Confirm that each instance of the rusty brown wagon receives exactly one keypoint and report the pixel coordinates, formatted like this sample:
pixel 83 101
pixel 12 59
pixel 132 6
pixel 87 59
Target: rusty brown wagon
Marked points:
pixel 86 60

What you are asked to do ▸ Every record must be retyped so that it matches the original exactly.

Output below ▸
Confirm that each instance of the rusty brown wagon receives exactly one keypoint and report the pixel coordinates, formatted like this sample:
pixel 83 101
pixel 12 59
pixel 132 6
pixel 87 59
Target: rusty brown wagon
Marked points:
pixel 86 60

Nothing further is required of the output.